§ Task directions
Find each line in the listing below that contains the word "shirt" and copy those lines out.

Items from a dataset
[START]
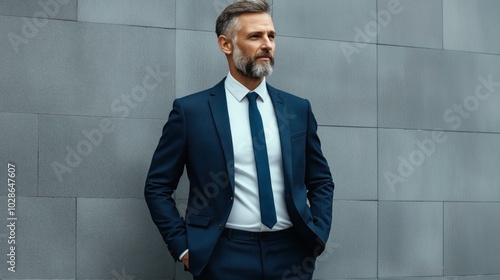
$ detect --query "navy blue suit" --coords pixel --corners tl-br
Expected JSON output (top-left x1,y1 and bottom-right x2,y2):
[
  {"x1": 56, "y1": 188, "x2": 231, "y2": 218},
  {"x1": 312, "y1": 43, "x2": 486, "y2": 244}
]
[{"x1": 145, "y1": 80, "x2": 334, "y2": 275}]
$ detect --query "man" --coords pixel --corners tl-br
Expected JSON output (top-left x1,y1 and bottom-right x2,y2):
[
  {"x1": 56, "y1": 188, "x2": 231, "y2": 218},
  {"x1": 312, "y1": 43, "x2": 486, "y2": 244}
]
[{"x1": 145, "y1": 0, "x2": 334, "y2": 280}]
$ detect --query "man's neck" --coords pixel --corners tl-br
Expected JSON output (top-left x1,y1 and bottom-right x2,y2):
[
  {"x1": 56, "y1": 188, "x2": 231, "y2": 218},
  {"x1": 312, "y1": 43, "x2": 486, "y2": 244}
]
[{"x1": 229, "y1": 70, "x2": 264, "y2": 90}]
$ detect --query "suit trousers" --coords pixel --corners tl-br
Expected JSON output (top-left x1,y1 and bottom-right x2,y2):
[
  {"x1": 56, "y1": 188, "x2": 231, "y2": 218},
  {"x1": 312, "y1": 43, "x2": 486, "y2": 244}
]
[{"x1": 194, "y1": 227, "x2": 316, "y2": 280}]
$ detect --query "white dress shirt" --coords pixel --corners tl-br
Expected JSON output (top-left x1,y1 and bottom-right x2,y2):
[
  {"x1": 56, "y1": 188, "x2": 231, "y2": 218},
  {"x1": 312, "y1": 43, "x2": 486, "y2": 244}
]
[{"x1": 225, "y1": 73, "x2": 292, "y2": 232}]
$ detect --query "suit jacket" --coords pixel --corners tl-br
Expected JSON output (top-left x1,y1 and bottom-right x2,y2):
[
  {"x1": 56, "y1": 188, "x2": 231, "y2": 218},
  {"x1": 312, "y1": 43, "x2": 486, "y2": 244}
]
[{"x1": 144, "y1": 80, "x2": 334, "y2": 275}]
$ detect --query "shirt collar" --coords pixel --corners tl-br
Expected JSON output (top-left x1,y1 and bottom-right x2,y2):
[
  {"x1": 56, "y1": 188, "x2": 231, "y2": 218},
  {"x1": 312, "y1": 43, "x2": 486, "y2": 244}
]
[{"x1": 224, "y1": 73, "x2": 269, "y2": 102}]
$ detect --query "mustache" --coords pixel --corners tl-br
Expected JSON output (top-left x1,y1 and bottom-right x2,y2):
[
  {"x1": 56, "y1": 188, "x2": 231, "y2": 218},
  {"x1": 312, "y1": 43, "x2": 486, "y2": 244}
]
[{"x1": 255, "y1": 51, "x2": 274, "y2": 60}]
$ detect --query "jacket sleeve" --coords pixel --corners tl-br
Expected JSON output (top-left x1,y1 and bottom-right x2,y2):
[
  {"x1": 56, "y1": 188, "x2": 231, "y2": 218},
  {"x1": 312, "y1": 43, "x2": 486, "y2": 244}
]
[
  {"x1": 305, "y1": 99, "x2": 334, "y2": 243},
  {"x1": 144, "y1": 100, "x2": 188, "y2": 261}
]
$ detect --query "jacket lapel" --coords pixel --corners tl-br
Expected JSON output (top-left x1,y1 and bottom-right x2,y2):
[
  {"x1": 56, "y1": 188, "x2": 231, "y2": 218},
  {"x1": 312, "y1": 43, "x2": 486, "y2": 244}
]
[{"x1": 208, "y1": 79, "x2": 234, "y2": 190}]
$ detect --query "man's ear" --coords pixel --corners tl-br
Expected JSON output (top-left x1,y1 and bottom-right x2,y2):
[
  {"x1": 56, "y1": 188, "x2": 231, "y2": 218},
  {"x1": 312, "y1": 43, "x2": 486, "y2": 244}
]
[{"x1": 217, "y1": 35, "x2": 233, "y2": 55}]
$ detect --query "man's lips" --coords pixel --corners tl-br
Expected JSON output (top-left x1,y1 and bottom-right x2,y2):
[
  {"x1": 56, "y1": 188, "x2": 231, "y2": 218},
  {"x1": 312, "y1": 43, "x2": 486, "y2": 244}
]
[{"x1": 257, "y1": 56, "x2": 271, "y2": 60}]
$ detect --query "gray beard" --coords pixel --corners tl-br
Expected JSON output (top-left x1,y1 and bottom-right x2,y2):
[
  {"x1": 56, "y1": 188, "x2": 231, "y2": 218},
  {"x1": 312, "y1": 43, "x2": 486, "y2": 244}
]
[{"x1": 233, "y1": 44, "x2": 274, "y2": 78}]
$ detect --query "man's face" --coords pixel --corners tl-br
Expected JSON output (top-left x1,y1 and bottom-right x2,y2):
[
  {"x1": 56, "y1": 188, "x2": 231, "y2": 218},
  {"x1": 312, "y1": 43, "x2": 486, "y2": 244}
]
[{"x1": 233, "y1": 13, "x2": 276, "y2": 78}]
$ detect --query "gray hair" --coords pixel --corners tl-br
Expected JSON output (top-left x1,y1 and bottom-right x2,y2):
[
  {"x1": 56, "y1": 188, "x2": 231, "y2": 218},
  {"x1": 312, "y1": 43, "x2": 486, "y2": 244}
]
[{"x1": 215, "y1": 0, "x2": 269, "y2": 39}]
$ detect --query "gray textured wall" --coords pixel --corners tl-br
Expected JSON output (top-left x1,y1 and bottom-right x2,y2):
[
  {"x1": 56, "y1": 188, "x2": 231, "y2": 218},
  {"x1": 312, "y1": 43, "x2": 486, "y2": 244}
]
[{"x1": 0, "y1": 0, "x2": 500, "y2": 280}]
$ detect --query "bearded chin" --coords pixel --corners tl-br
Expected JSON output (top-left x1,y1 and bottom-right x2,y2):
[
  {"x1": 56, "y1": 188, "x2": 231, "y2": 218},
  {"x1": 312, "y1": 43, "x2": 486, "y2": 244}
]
[{"x1": 233, "y1": 48, "x2": 274, "y2": 78}]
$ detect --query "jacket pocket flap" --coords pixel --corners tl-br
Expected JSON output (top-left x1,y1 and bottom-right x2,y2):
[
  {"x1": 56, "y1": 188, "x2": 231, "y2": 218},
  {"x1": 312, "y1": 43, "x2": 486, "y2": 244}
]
[
  {"x1": 186, "y1": 214, "x2": 210, "y2": 227},
  {"x1": 290, "y1": 130, "x2": 307, "y2": 141}
]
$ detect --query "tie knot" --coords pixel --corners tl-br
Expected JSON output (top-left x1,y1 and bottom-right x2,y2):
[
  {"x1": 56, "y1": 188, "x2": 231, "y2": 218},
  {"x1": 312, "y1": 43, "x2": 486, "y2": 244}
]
[{"x1": 247, "y1": 91, "x2": 259, "y2": 102}]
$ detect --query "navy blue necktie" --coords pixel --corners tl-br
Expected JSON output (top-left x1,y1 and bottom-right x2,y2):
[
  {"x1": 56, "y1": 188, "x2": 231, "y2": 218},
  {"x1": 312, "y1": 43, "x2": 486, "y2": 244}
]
[{"x1": 247, "y1": 91, "x2": 277, "y2": 228}]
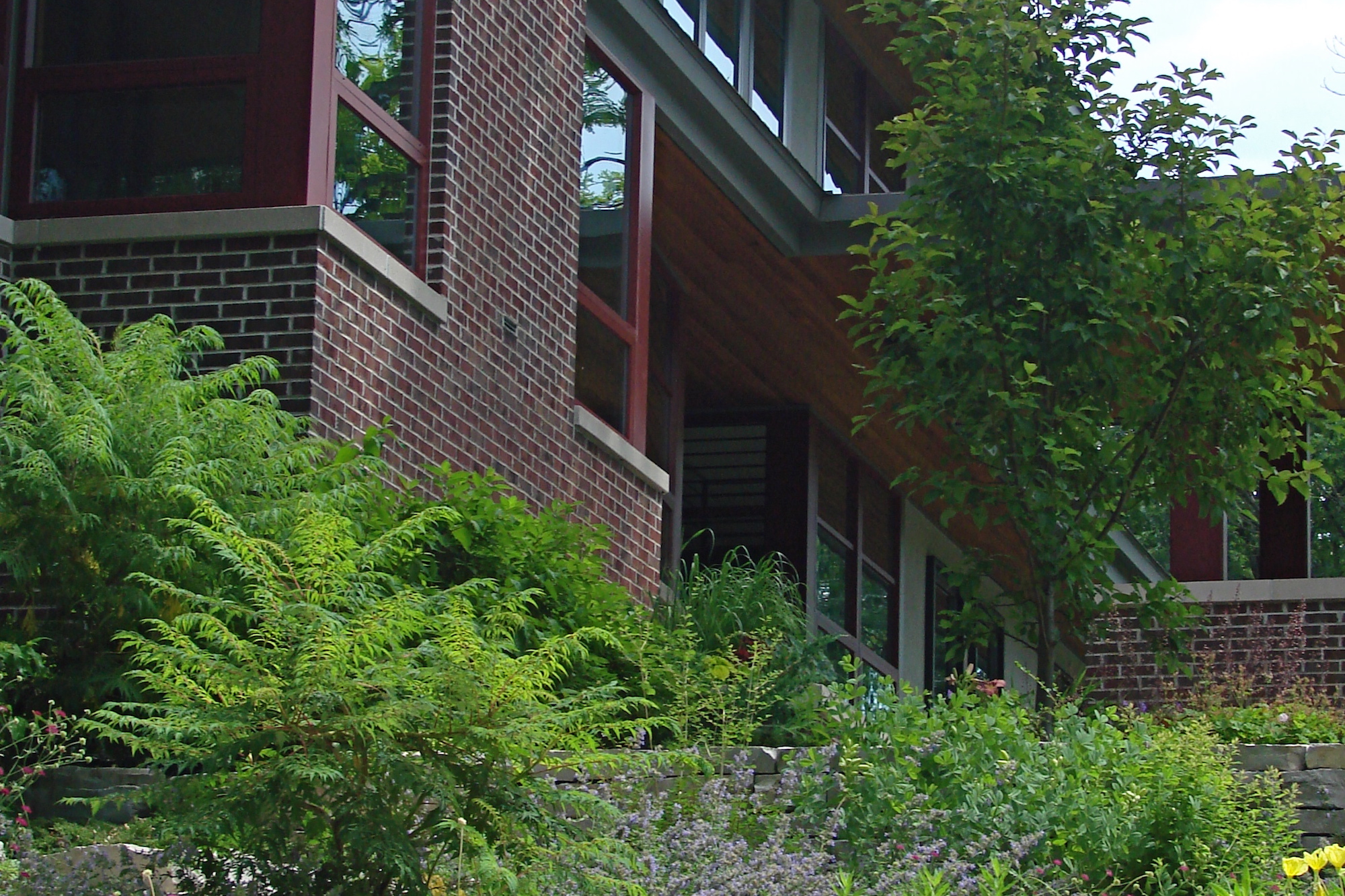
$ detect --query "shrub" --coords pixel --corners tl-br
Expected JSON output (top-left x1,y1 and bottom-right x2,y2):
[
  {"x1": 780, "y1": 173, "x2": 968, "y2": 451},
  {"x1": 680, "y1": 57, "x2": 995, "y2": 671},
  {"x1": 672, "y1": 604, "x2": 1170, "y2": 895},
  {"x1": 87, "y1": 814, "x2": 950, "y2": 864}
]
[
  {"x1": 800, "y1": 669, "x2": 1297, "y2": 892},
  {"x1": 0, "y1": 280, "x2": 369, "y2": 709},
  {"x1": 89, "y1": 489, "x2": 651, "y2": 896}
]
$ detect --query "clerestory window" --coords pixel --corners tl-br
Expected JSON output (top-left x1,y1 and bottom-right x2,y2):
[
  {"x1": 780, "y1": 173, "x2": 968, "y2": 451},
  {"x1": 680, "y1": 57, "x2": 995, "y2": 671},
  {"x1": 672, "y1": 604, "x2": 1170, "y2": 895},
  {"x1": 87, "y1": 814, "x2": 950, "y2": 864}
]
[
  {"x1": 574, "y1": 43, "x2": 663, "y2": 452},
  {"x1": 663, "y1": 0, "x2": 787, "y2": 137},
  {"x1": 823, "y1": 24, "x2": 905, "y2": 194}
]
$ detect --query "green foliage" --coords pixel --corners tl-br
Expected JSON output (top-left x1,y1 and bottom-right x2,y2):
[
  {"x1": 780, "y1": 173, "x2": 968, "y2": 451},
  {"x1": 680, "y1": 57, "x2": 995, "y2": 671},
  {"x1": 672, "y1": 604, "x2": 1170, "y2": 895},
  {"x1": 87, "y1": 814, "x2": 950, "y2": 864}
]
[
  {"x1": 846, "y1": 0, "x2": 1342, "y2": 686},
  {"x1": 86, "y1": 487, "x2": 651, "y2": 895},
  {"x1": 799, "y1": 672, "x2": 1297, "y2": 893},
  {"x1": 0, "y1": 280, "x2": 370, "y2": 709}
]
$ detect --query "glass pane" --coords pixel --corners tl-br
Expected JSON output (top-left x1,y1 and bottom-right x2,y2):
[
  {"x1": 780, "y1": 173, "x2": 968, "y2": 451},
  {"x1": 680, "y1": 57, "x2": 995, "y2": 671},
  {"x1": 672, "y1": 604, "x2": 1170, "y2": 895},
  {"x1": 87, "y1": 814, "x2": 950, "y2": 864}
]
[
  {"x1": 859, "y1": 569, "x2": 892, "y2": 659},
  {"x1": 663, "y1": 0, "x2": 701, "y2": 40},
  {"x1": 32, "y1": 0, "x2": 261, "y2": 66},
  {"x1": 580, "y1": 56, "x2": 629, "y2": 313},
  {"x1": 816, "y1": 529, "x2": 850, "y2": 630},
  {"x1": 752, "y1": 0, "x2": 784, "y2": 136},
  {"x1": 332, "y1": 104, "x2": 417, "y2": 266},
  {"x1": 818, "y1": 434, "x2": 850, "y2": 536},
  {"x1": 1309, "y1": 429, "x2": 1345, "y2": 579},
  {"x1": 574, "y1": 307, "x2": 629, "y2": 432},
  {"x1": 826, "y1": 27, "x2": 868, "y2": 156},
  {"x1": 32, "y1": 83, "x2": 243, "y2": 202},
  {"x1": 869, "y1": 79, "x2": 905, "y2": 192},
  {"x1": 859, "y1": 477, "x2": 897, "y2": 576},
  {"x1": 827, "y1": 125, "x2": 863, "y2": 192},
  {"x1": 336, "y1": 0, "x2": 420, "y2": 133},
  {"x1": 705, "y1": 0, "x2": 738, "y2": 86}
]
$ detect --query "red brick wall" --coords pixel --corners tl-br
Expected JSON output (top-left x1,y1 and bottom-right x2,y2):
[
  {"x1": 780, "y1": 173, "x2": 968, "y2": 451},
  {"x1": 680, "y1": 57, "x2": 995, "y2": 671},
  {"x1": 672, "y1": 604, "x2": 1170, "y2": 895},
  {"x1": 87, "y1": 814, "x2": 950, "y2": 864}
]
[
  {"x1": 312, "y1": 239, "x2": 662, "y2": 596},
  {"x1": 3, "y1": 0, "x2": 662, "y2": 596},
  {"x1": 1087, "y1": 599, "x2": 1345, "y2": 704},
  {"x1": 13, "y1": 234, "x2": 317, "y2": 414}
]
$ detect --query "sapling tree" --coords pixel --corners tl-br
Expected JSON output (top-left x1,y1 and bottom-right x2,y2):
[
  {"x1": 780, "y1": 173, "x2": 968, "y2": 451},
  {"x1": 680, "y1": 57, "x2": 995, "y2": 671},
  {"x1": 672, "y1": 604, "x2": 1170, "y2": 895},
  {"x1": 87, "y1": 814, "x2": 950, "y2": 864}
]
[{"x1": 845, "y1": 0, "x2": 1342, "y2": 688}]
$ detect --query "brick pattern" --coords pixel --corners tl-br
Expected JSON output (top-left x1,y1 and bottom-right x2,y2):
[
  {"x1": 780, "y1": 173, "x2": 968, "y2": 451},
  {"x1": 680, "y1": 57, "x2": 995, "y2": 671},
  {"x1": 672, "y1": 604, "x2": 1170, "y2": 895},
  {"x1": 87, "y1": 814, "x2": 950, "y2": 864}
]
[
  {"x1": 13, "y1": 234, "x2": 317, "y2": 413},
  {"x1": 1087, "y1": 598, "x2": 1345, "y2": 704},
  {"x1": 312, "y1": 239, "x2": 662, "y2": 598}
]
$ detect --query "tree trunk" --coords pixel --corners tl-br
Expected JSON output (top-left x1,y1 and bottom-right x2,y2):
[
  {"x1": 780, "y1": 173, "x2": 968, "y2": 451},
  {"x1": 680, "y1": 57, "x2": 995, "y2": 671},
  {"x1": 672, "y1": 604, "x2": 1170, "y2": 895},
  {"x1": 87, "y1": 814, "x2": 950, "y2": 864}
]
[{"x1": 1037, "y1": 587, "x2": 1057, "y2": 709}]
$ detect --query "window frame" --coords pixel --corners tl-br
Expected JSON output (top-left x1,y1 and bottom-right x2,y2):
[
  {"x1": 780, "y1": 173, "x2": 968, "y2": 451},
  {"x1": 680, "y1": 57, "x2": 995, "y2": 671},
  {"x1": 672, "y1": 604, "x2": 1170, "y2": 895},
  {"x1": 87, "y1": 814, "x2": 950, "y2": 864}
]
[
  {"x1": 659, "y1": 0, "x2": 798, "y2": 140},
  {"x1": 5, "y1": 0, "x2": 437, "y2": 277},
  {"x1": 574, "y1": 34, "x2": 655, "y2": 454},
  {"x1": 807, "y1": 427, "x2": 904, "y2": 681},
  {"x1": 822, "y1": 22, "x2": 905, "y2": 196},
  {"x1": 323, "y1": 0, "x2": 437, "y2": 277}
]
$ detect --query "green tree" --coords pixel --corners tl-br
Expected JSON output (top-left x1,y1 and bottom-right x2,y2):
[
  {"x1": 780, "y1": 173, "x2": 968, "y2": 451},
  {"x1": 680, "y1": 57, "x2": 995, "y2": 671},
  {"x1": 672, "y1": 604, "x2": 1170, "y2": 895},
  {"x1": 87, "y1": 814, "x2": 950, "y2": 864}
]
[{"x1": 845, "y1": 0, "x2": 1342, "y2": 686}]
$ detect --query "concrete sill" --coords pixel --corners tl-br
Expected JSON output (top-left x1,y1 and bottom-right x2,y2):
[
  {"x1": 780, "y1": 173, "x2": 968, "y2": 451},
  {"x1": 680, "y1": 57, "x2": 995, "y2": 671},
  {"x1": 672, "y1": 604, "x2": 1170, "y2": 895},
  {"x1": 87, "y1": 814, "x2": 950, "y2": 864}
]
[{"x1": 574, "y1": 405, "x2": 671, "y2": 495}]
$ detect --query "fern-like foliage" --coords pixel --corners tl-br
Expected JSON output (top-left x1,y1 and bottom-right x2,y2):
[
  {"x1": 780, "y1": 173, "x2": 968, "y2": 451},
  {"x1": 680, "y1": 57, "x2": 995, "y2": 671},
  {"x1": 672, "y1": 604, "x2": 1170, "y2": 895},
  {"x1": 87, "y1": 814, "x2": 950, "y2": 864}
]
[
  {"x1": 0, "y1": 280, "x2": 379, "y2": 706},
  {"x1": 87, "y1": 487, "x2": 647, "y2": 895}
]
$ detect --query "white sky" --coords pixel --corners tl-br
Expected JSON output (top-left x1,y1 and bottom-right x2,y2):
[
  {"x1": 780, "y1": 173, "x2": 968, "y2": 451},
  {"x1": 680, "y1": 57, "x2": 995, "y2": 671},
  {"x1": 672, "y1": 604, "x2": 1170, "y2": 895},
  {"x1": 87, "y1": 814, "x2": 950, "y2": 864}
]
[{"x1": 1115, "y1": 0, "x2": 1345, "y2": 172}]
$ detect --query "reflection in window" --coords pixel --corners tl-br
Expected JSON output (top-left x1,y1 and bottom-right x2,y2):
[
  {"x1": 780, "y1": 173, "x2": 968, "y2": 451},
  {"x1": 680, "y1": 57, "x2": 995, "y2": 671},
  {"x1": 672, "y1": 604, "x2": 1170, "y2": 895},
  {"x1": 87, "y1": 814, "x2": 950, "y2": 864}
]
[
  {"x1": 580, "y1": 56, "x2": 629, "y2": 313},
  {"x1": 823, "y1": 26, "x2": 905, "y2": 194},
  {"x1": 859, "y1": 567, "x2": 892, "y2": 659},
  {"x1": 32, "y1": 0, "x2": 261, "y2": 67},
  {"x1": 336, "y1": 0, "x2": 420, "y2": 133},
  {"x1": 816, "y1": 529, "x2": 850, "y2": 630},
  {"x1": 662, "y1": 0, "x2": 787, "y2": 137},
  {"x1": 574, "y1": 305, "x2": 629, "y2": 432},
  {"x1": 332, "y1": 104, "x2": 417, "y2": 266},
  {"x1": 31, "y1": 85, "x2": 243, "y2": 202},
  {"x1": 752, "y1": 0, "x2": 784, "y2": 137}
]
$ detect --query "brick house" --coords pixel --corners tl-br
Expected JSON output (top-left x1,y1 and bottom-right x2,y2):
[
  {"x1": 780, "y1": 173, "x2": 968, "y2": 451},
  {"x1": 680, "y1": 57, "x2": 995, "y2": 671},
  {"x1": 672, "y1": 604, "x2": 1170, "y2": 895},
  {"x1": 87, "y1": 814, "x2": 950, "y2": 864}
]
[{"x1": 0, "y1": 0, "x2": 1345, "y2": 688}]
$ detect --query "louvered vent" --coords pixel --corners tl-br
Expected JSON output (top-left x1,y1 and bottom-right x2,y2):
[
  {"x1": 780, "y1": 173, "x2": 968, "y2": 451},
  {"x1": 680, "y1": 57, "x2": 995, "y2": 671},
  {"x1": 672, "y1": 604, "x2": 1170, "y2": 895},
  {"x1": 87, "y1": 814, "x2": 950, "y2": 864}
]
[{"x1": 682, "y1": 423, "x2": 765, "y2": 559}]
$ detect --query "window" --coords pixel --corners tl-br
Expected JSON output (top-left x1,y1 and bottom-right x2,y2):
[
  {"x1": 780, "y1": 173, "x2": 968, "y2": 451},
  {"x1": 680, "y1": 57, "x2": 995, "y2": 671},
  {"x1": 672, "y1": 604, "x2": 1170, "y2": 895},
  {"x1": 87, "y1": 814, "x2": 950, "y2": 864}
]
[
  {"x1": 7, "y1": 0, "x2": 434, "y2": 273},
  {"x1": 663, "y1": 0, "x2": 787, "y2": 137},
  {"x1": 574, "y1": 44, "x2": 654, "y2": 452},
  {"x1": 814, "y1": 434, "x2": 900, "y2": 677},
  {"x1": 331, "y1": 0, "x2": 433, "y2": 272},
  {"x1": 925, "y1": 557, "x2": 1005, "y2": 690},
  {"x1": 823, "y1": 26, "x2": 905, "y2": 194}
]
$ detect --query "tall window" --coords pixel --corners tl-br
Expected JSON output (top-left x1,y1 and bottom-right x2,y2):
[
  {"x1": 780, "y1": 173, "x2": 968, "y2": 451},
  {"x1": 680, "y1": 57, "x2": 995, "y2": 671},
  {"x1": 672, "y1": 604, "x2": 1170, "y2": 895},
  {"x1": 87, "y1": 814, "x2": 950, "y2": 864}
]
[END]
§ Result for this task
$ detect --query "white dress shirt" --coords pixel --corners tl-br
$ detect --query "shirt collar" --coords pixel --corners tl-br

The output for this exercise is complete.